Extract the line that contains "[locate] cumulus cloud" and every line after it through the end of the records below, exactly as written, leaving out any pictures.

Dataset excerpt:
------------------------------------------------

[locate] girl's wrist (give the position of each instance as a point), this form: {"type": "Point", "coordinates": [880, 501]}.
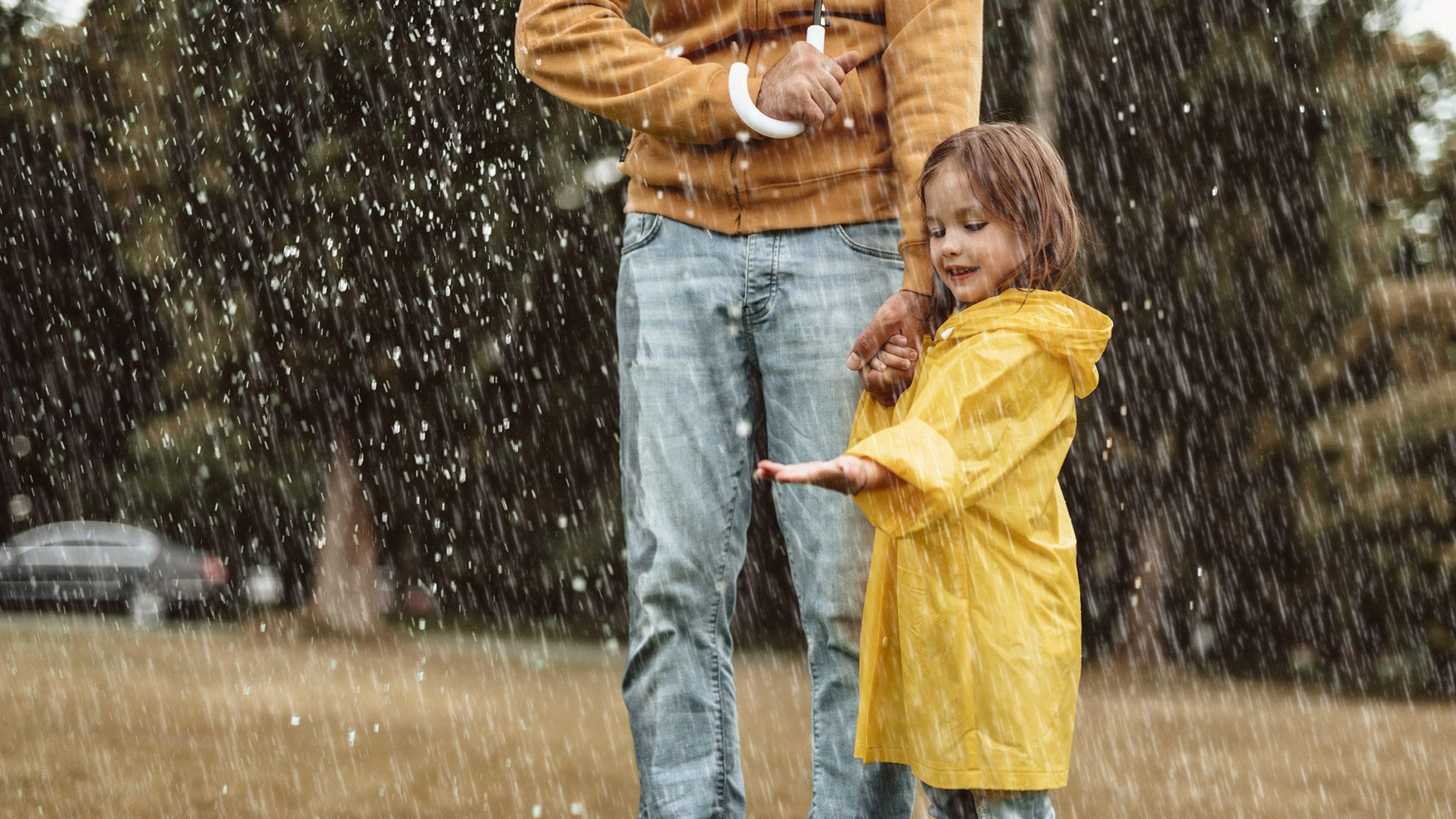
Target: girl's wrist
{"type": "Point", "coordinates": [857, 473]}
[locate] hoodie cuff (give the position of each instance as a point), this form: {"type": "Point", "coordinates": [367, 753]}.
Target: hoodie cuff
{"type": "Point", "coordinates": [929, 468]}
{"type": "Point", "coordinates": [723, 121]}
{"type": "Point", "coordinates": [919, 273]}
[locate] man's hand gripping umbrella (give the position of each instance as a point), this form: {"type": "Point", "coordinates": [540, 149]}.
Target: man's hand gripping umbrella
{"type": "Point", "coordinates": [800, 93]}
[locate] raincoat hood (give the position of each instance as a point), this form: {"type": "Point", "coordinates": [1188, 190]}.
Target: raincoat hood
{"type": "Point", "coordinates": [1061, 324]}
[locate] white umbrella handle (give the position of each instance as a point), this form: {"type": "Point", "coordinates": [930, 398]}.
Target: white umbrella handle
{"type": "Point", "coordinates": [749, 113]}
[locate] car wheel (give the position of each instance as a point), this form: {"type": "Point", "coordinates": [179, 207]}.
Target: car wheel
{"type": "Point", "coordinates": [146, 607]}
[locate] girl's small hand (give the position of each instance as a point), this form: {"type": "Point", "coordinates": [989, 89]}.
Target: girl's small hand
{"type": "Point", "coordinates": [896, 353]}
{"type": "Point", "coordinates": [845, 474]}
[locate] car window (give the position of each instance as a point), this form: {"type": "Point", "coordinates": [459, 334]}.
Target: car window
{"type": "Point", "coordinates": [47, 556]}
{"type": "Point", "coordinates": [88, 554]}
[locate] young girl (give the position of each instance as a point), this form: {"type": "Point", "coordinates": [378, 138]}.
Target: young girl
{"type": "Point", "coordinates": [970, 648]}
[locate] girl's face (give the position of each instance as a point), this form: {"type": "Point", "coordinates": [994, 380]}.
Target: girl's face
{"type": "Point", "coordinates": [973, 254]}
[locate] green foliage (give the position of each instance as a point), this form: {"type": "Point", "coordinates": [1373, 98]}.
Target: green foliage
{"type": "Point", "coordinates": [346, 219]}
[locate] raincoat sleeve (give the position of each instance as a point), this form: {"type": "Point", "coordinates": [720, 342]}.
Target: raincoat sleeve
{"type": "Point", "coordinates": [988, 406]}
{"type": "Point", "coordinates": [589, 55]}
{"type": "Point", "coordinates": [934, 89]}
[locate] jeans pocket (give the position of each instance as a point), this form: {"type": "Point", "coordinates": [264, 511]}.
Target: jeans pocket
{"type": "Point", "coordinates": [877, 240]}
{"type": "Point", "coordinates": [640, 231]}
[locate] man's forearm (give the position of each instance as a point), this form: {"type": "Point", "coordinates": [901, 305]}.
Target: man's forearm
{"type": "Point", "coordinates": [587, 55]}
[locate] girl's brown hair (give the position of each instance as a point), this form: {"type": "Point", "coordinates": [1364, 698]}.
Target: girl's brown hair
{"type": "Point", "coordinates": [1018, 178]}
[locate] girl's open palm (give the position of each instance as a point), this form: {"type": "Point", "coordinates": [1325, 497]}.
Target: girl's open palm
{"type": "Point", "coordinates": [843, 474]}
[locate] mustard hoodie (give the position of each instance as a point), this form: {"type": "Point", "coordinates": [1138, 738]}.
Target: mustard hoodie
{"type": "Point", "coordinates": [970, 652]}
{"type": "Point", "coordinates": [692, 158]}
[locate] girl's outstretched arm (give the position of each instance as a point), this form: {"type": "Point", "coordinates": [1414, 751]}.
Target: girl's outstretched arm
{"type": "Point", "coordinates": [846, 474]}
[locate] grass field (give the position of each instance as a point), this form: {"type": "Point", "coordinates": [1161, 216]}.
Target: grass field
{"type": "Point", "coordinates": [258, 719]}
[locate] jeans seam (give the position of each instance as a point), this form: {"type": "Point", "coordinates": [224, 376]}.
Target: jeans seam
{"type": "Point", "coordinates": [718, 690]}
{"type": "Point", "coordinates": [774, 279]}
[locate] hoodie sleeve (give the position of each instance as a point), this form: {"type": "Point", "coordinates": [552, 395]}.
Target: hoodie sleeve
{"type": "Point", "coordinates": [585, 52]}
{"type": "Point", "coordinates": [986, 407]}
{"type": "Point", "coordinates": [934, 89]}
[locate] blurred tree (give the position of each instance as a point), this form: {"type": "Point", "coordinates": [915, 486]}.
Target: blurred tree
{"type": "Point", "coordinates": [360, 229]}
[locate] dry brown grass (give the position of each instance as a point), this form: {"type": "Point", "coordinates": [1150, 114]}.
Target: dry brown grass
{"type": "Point", "coordinates": [102, 720]}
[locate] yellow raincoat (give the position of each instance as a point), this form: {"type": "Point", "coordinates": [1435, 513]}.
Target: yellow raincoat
{"type": "Point", "coordinates": [970, 652]}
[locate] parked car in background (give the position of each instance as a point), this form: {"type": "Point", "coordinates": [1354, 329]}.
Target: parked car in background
{"type": "Point", "coordinates": [85, 562]}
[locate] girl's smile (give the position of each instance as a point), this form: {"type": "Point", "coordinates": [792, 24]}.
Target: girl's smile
{"type": "Point", "coordinates": [973, 254]}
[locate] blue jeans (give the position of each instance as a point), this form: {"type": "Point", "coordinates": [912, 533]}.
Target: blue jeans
{"type": "Point", "coordinates": [967, 805]}
{"type": "Point", "coordinates": [698, 312]}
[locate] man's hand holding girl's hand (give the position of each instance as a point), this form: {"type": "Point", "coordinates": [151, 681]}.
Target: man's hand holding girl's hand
{"type": "Point", "coordinates": [887, 352]}
{"type": "Point", "coordinates": [806, 86]}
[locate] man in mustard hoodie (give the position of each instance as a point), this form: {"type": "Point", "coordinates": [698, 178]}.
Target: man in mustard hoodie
{"type": "Point", "coordinates": [751, 269]}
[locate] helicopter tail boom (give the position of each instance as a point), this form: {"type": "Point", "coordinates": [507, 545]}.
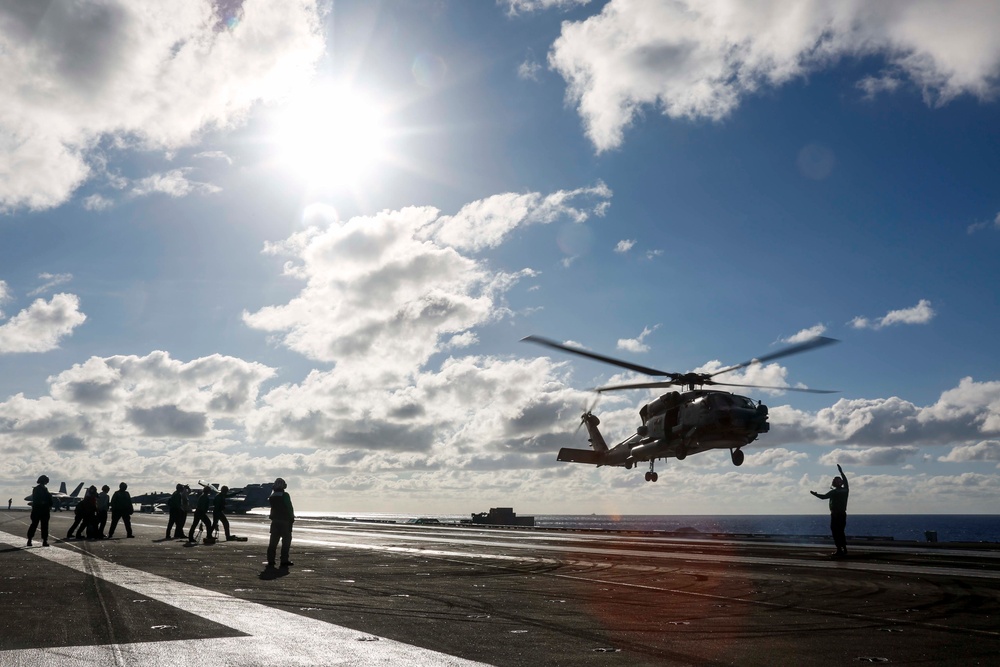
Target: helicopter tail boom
{"type": "Point", "coordinates": [581, 456]}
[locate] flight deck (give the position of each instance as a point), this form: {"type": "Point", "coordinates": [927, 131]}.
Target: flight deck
{"type": "Point", "coordinates": [372, 594]}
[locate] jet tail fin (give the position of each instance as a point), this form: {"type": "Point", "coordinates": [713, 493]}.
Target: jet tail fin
{"type": "Point", "coordinates": [581, 456]}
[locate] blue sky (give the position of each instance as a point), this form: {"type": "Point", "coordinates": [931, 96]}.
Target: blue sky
{"type": "Point", "coordinates": [248, 239]}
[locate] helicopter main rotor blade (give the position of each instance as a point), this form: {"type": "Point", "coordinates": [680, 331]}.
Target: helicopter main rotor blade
{"type": "Point", "coordinates": [818, 341]}
{"type": "Point", "coordinates": [637, 385]}
{"type": "Point", "coordinates": [596, 357]}
{"type": "Point", "coordinates": [764, 386]}
{"type": "Point", "coordinates": [664, 384]}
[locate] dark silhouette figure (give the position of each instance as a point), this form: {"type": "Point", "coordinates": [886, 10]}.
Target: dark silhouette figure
{"type": "Point", "coordinates": [282, 517]}
{"type": "Point", "coordinates": [201, 514]}
{"type": "Point", "coordinates": [177, 505]}
{"type": "Point", "coordinates": [219, 512]}
{"type": "Point", "coordinates": [838, 511]}
{"type": "Point", "coordinates": [121, 509]}
{"type": "Point", "coordinates": [41, 507]}
{"type": "Point", "coordinates": [103, 505]}
{"type": "Point", "coordinates": [86, 516]}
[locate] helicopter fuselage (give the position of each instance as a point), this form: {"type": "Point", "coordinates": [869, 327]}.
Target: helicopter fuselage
{"type": "Point", "coordinates": [678, 424]}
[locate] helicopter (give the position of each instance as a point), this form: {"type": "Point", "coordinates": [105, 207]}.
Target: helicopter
{"type": "Point", "coordinates": [680, 423]}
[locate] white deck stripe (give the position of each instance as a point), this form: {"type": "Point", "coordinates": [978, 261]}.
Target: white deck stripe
{"type": "Point", "coordinates": [276, 637]}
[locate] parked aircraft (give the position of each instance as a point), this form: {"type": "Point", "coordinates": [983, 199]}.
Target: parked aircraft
{"type": "Point", "coordinates": [62, 500]}
{"type": "Point", "coordinates": [240, 501]}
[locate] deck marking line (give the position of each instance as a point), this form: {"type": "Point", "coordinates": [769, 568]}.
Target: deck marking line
{"type": "Point", "coordinates": [274, 636]}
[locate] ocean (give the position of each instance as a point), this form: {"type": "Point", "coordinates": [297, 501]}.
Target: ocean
{"type": "Point", "coordinates": [949, 527]}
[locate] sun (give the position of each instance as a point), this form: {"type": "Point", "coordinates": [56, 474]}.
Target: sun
{"type": "Point", "coordinates": [331, 136]}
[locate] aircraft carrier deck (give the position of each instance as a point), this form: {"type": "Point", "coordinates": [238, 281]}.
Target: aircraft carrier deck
{"type": "Point", "coordinates": [393, 594]}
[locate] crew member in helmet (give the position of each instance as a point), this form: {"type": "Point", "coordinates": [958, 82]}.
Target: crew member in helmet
{"type": "Point", "coordinates": [121, 508]}
{"type": "Point", "coordinates": [838, 511]}
{"type": "Point", "coordinates": [282, 517]}
{"type": "Point", "coordinates": [41, 507]}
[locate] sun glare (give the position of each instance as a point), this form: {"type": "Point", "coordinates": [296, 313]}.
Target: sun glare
{"type": "Point", "coordinates": [331, 136]}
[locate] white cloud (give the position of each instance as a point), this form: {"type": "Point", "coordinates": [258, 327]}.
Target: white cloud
{"type": "Point", "coordinates": [149, 75]}
{"type": "Point", "coordinates": [637, 344]}
{"type": "Point", "coordinates": [527, 6]}
{"type": "Point", "coordinates": [876, 85]}
{"type": "Point", "coordinates": [485, 223]}
{"type": "Point", "coordinates": [979, 226]}
{"type": "Point", "coordinates": [873, 456]}
{"type": "Point", "coordinates": [777, 458]}
{"type": "Point", "coordinates": [51, 280]}
{"type": "Point", "coordinates": [528, 70]}
{"type": "Point", "coordinates": [961, 416]}
{"type": "Point", "coordinates": [96, 202]}
{"type": "Point", "coordinates": [986, 450]}
{"type": "Point", "coordinates": [383, 293]}
{"type": "Point", "coordinates": [922, 313]}
{"type": "Point", "coordinates": [173, 183]}
{"type": "Point", "coordinates": [214, 155]}
{"type": "Point", "coordinates": [40, 326]}
{"type": "Point", "coordinates": [5, 295]}
{"type": "Point", "coordinates": [806, 334]}
{"type": "Point", "coordinates": [698, 60]}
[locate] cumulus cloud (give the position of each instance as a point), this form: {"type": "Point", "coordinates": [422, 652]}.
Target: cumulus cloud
{"type": "Point", "coordinates": [148, 76]}
{"type": "Point", "coordinates": [214, 155]}
{"type": "Point", "coordinates": [979, 226]}
{"type": "Point", "coordinates": [133, 405]}
{"type": "Point", "coordinates": [40, 326]}
{"type": "Point", "coordinates": [174, 183]}
{"type": "Point", "coordinates": [528, 6]}
{"type": "Point", "coordinates": [961, 416]}
{"type": "Point", "coordinates": [987, 450]}
{"type": "Point", "coordinates": [5, 295]}
{"type": "Point", "coordinates": [922, 313]}
{"type": "Point", "coordinates": [637, 344]}
{"type": "Point", "coordinates": [806, 334]}
{"type": "Point", "coordinates": [97, 202]}
{"type": "Point", "coordinates": [528, 70]}
{"type": "Point", "coordinates": [384, 292]}
{"type": "Point", "coordinates": [470, 410]}
{"type": "Point", "coordinates": [873, 456]}
{"type": "Point", "coordinates": [777, 458]}
{"type": "Point", "coordinates": [698, 60]}
{"type": "Point", "coordinates": [50, 280]}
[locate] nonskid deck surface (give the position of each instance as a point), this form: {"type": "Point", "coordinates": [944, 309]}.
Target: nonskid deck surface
{"type": "Point", "coordinates": [363, 594]}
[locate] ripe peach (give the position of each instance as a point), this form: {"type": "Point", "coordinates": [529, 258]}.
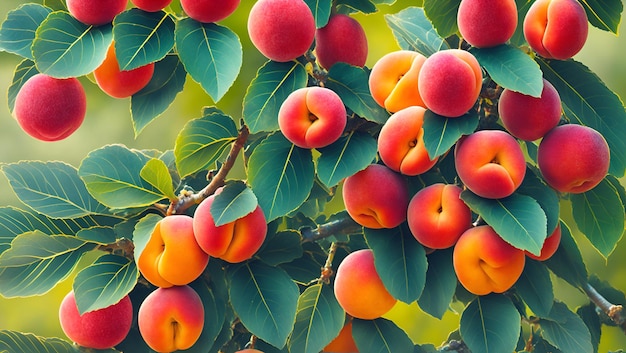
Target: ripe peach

------------------------------------------------

● SOLUTION FOR THIS TASK:
[locate] cumulus cloud (give the position of each instance as a point), this form: {"type": "Point", "coordinates": [422, 652]}.
Target: cumulus cloud
{"type": "Point", "coordinates": [148, 76]}
{"type": "Point", "coordinates": [214, 155]}
{"type": "Point", "coordinates": [979, 226]}
{"type": "Point", "coordinates": [133, 405]}
{"type": "Point", "coordinates": [40, 326]}
{"type": "Point", "coordinates": [174, 183]}
{"type": "Point", "coordinates": [528, 6]}
{"type": "Point", "coordinates": [961, 416]}
{"type": "Point", "coordinates": [987, 450]}
{"type": "Point", "coordinates": [5, 295]}
{"type": "Point", "coordinates": [922, 313]}
{"type": "Point", "coordinates": [637, 344]}
{"type": "Point", "coordinates": [806, 334]}
{"type": "Point", "coordinates": [97, 202]}
{"type": "Point", "coordinates": [528, 70]}
{"type": "Point", "coordinates": [384, 292]}
{"type": "Point", "coordinates": [470, 410]}
{"type": "Point", "coordinates": [873, 456]}
{"type": "Point", "coordinates": [777, 458]}
{"type": "Point", "coordinates": [698, 60]}
{"type": "Point", "coordinates": [50, 280]}
[locate] nonskid deck surface (give the position of each instance as a point), this form: {"type": "Point", "coordinates": [944, 309]}.
Target: nonskid deck surface
{"type": "Point", "coordinates": [363, 594]}
[locate] ripe peach (give the position of each instance as a point), this form: {"type": "Point", "coordinates": [529, 258]}.
Target: ripe peach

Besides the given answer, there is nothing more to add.